EXERCISES TO COMPLETE ▸
**A.** Rewrite the paragraph of the court opinion beginning "The subcontract was for demolition" as a short bulleted list that keeps its main facts.
**B.** According to the court opinion, what total amount did the plaintiff send to Gibson in checks, and to whom were the checks payable?

GIVEN TEXT ▸
══════
Kiely Corp. v. Gibson

Decision Date04 December 1964
Citation231 Cal.App.2d 39,41 Cal.Rptr. 559
CourtCalifornia Court of Appeals Court of Appeals
PartiesKIELY CORPORATION, Plaintiff and Respondent, v. H. C. GIBSON, Defendant and Appellant. Civ. 28273.

Wallace & Wallace and Allan W. Wallace, Los Angeles, for appellant.

Thelen, Marrin, Johnson & Bridges, James W. Baldwin, and Robert K. Worrell, Los Angeles, for respondent.

LILLIE, Justice.

Plaintiff sued for damages for breach of a construction subcontract; judgment was entered in favor of the defendant. Thereafter plaintiff moved for a new trial; the motion was granted upon grounds of the insufficiency of the evidence to justify the decision and that the judgment was 'against law.' Defendant appeals from the resulting order.

The subcontract was for demolition, site clearance and other work connected with the construction of an elementary school in Torrance for which project plaintiff had been awarded the general contract. Bids were invited, and the low bid was eventually telephoned to plaintiff by one Andy Thomas on behalf of 'Anderson Grading.' When plaintiff's project manager proceeded to secure Anderson's license number for inclusion in a contract then being drafted, he was given a number by the licensing agency which it had assigned to defendant Gibson. Another contract, the one here in suit, was then prepared by plaintiff and forwarded to Thomas. It was returned in executed form and signed: 'H. C. Gibson, by Andy Thomas, Partner.' Although the law so provided (Gov't.Code, § 4104), 1 the above change admittedly was not communicated to the awarding authority--in this case, the Torrance Unified School District; nor was the district's consent to such change ever sought. Thus, in answer to written interrogatories, plaintiff declared that the name of the only subcontractor submitted to the public authority was 'Anderson Grading, Garden Grove.'

Thomas, it appears, was married to a cousin of the defendant. He knew Gibson was a contractor, had been in his office in Brawley and had taken some of Gibson's letterhead stationery. He and an associate having commenced work on the Torrance job, on October 18 of 1960, a propress demand payment was forwarded to plaintiff on one of Gibson's letterheads; the demand ostensibly bore defendant's signature. Plaintiff refused payment because, among other things, no bond had been posted by Thomas, and material suppliers were also asking to be paid. When work on the subcontract stopped, plaintiff's manager insisted that Givson perform. The latter refused, stating that he had no contract. Subsequently, after being importuned by materialmen, Gibson asked plaintiff by letter to pay these suppliers. In response to this request, checks were sent to Gibson in the total amount of $15,059.15 and payable jointly to him and the suppliers. Defendant endorsed each check and sent it on to the other payee. He testified that he received nothing from the proceeds thereof.
══════
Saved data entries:
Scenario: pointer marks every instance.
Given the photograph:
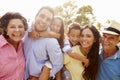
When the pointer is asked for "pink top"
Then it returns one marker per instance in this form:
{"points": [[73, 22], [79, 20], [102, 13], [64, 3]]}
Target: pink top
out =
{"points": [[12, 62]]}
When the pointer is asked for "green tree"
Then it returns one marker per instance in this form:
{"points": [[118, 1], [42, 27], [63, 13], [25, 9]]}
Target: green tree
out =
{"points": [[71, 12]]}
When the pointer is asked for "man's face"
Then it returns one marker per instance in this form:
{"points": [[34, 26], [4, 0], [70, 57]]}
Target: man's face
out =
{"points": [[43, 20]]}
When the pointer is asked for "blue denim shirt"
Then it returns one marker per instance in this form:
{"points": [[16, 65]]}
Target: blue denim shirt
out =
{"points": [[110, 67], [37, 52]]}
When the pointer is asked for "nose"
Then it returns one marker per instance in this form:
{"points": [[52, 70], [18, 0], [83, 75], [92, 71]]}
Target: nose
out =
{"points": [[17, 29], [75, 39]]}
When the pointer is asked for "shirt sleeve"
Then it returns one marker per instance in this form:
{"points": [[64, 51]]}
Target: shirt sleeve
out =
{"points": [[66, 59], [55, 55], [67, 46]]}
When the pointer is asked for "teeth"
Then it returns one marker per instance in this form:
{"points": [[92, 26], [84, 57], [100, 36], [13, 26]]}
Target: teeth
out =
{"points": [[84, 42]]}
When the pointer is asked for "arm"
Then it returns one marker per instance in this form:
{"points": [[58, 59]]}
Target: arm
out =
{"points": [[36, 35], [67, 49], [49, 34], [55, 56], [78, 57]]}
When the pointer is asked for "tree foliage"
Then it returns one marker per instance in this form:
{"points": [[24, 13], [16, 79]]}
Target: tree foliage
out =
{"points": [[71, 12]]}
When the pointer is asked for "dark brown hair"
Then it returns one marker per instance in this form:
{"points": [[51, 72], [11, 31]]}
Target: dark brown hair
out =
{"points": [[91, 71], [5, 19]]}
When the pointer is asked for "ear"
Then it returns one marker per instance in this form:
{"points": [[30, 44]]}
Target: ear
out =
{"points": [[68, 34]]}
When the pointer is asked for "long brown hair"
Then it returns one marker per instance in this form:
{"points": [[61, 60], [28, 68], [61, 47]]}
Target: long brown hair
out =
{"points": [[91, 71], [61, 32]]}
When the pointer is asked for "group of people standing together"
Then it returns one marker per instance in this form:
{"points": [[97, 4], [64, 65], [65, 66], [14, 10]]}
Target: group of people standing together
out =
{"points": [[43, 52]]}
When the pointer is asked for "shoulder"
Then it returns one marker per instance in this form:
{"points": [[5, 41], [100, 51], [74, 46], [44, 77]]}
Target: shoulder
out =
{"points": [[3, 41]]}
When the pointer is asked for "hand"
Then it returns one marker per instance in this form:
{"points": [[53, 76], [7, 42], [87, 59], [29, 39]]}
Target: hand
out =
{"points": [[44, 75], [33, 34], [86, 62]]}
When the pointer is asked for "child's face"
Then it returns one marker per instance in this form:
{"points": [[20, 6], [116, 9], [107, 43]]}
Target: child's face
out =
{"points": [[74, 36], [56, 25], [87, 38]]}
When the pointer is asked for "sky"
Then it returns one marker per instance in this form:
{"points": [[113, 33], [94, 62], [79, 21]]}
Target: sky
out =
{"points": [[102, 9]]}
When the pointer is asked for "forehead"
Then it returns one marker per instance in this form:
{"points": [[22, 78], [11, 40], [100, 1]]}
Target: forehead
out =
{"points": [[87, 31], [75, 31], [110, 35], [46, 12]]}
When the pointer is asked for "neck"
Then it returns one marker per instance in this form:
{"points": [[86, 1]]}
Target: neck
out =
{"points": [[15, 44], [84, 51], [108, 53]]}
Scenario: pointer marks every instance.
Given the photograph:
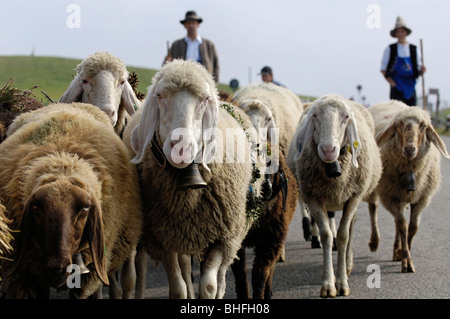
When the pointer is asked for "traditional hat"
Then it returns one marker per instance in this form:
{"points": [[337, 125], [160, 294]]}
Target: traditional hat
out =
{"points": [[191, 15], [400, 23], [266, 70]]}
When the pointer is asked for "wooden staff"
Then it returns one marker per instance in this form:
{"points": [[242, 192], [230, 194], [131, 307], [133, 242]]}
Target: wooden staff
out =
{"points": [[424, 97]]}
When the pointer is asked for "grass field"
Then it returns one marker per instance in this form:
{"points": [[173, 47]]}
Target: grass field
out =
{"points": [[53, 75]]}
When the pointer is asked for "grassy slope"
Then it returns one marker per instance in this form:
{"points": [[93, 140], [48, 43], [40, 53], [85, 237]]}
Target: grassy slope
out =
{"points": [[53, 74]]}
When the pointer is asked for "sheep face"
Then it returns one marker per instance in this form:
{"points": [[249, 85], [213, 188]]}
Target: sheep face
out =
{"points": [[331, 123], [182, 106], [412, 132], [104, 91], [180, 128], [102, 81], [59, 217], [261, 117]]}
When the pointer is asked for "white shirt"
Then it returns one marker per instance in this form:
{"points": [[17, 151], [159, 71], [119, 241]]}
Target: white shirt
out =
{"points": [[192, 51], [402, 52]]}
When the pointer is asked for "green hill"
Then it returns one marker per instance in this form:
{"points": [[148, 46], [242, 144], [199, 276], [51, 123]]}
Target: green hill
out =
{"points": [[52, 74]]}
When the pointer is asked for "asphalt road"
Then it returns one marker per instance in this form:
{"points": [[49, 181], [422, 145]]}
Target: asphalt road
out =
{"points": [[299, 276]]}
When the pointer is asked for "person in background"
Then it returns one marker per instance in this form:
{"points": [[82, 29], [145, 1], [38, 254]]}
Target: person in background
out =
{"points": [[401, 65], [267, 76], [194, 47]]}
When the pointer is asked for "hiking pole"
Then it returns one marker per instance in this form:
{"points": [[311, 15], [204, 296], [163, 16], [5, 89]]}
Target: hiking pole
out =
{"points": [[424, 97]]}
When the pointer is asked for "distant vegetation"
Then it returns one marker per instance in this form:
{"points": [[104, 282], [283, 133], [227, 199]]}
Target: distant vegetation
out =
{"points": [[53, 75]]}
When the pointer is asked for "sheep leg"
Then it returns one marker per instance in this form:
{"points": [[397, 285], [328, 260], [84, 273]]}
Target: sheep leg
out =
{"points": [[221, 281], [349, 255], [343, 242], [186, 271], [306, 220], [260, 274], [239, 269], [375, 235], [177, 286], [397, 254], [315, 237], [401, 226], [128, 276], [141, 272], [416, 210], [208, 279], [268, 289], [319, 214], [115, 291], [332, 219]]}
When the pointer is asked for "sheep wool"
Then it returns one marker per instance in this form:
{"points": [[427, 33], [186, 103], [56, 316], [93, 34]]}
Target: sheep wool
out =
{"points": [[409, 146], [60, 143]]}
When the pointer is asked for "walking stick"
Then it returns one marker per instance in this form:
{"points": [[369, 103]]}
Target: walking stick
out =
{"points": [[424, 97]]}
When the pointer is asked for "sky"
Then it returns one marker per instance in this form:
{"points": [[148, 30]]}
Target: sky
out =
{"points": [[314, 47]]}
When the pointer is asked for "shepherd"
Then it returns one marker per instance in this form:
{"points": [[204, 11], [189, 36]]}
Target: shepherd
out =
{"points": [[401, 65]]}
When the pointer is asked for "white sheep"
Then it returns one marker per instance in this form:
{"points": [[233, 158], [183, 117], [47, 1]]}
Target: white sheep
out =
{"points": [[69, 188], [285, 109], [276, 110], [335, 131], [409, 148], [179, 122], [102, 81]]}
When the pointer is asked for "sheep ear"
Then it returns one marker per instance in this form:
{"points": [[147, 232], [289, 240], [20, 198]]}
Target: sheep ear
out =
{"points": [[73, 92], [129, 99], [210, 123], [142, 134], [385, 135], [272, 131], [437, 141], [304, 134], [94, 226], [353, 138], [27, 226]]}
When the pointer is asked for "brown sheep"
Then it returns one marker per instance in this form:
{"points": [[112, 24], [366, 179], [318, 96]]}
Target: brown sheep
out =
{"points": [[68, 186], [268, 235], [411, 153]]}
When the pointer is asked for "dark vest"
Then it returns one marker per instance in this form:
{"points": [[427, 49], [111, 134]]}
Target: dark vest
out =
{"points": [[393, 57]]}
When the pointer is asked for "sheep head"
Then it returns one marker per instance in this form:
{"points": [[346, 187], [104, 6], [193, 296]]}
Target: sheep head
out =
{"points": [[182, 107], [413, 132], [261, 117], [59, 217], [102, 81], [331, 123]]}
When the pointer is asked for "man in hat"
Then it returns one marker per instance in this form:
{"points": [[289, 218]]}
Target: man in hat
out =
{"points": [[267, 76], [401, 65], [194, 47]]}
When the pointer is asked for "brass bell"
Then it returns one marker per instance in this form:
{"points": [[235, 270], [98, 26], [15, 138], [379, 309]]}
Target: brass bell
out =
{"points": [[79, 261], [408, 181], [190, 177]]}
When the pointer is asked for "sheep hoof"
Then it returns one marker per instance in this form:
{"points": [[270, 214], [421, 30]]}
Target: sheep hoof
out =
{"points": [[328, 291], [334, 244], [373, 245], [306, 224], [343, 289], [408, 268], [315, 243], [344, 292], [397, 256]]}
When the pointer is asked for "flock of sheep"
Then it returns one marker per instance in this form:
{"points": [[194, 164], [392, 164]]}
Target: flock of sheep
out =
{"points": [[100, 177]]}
══════
EXPECTED RESULTS ▸
**A.**
- The subcontract covered demolition, site clearance and other work on an elementary school in Torrance. The plaintiff held the general contract for that school.
- After bids were invited, Andy Thomas phoned in the low bid for "Anderson Grading."
- When the plaintiff's project manager asked the licensing agency for Anderson's license number, the agency gave a number assigned to defendant Gibson.
- The plaintiff then drafted another contract, the one in the suit, and sent it to Thomas. It came back signed "H. C. Gibson, by Andy Thomas, Partner."
- The law required the change to be reported to the awarding authority, the Torrance Unified School District (Gov't. Code, § 4104). This was not done, and the district's consent was never sought.
- In its answers to written interrogatories, the plaintiff stated that the only subcontractor named to the public authority was "Anderson Grading, Garden Grove."

**B.** The checks totaled $15,059.15 and were payable jointly to Gibson and the suppliers.